Wyznawcy ośmiu przykazań

Ideolodzy wiary sprawili, że ich poglądy są akceptowane jako jedynie słuszne na wielu szczeblach Kościoła instytucjonalnego. Dla nich świat jest zero-jedynkowy, a miecz pryncypializmu siecze bezkompromisowo.

01.02.2011

Czyta się kilka minut

Poświęcenie pomnika Chrystusa Króla w Świebodzinie, 21 listopada 2010 r. / fot. Tomasz Wiech /
Poświęcenie pomnika Chrystusa Króla w Świebodzinie, 21 listopada 2010 r. / fot. Tomasz Wiech /

Ojciec Ludwik Wiśniewski napisał list. Ciągle wierzę, że nie było to... pisanie na Berdyczów. Dominikanin z Lublina daje świadectwo - to słowo, nadużywane przez nowomowę kościelną, w jego przypadku brzmi czysto i pięknie. List, trochę chaotyczny i chropowaty, obudził nas z błogiego snu. Podnoszą na duchu słowa ważnych hierarchów, z prymasem Polski na czele, którzy zareagowali pozytywnie na głos o. Ludwika.

CEL ZADANIA
Odpowiedz krótko na podstawie tekstu o liście o. Ludwika Wiśniewskiego:
(a) Jakiego dnia poświęcono pomnik Chrystusa Króla w Świebodzinie według podpisu pod zdjęciem?
(b) Z jakiego miasta pochodzi dominikanin, który napisał list?
(c) Kto stoi na czele hierarchów, którzy pozytywnie zareagowali na głos o. Ludwika?
Opieraj się wyłącznie na powyższym tekście.

SUROWE DANE
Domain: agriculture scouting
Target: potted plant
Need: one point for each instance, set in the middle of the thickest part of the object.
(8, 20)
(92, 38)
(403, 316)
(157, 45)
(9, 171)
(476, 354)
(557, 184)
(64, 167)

ODPOWIEDŹ
(a) 21 listopada 2010 r.
(b) Z Lublina.
(c) Prymas Polski.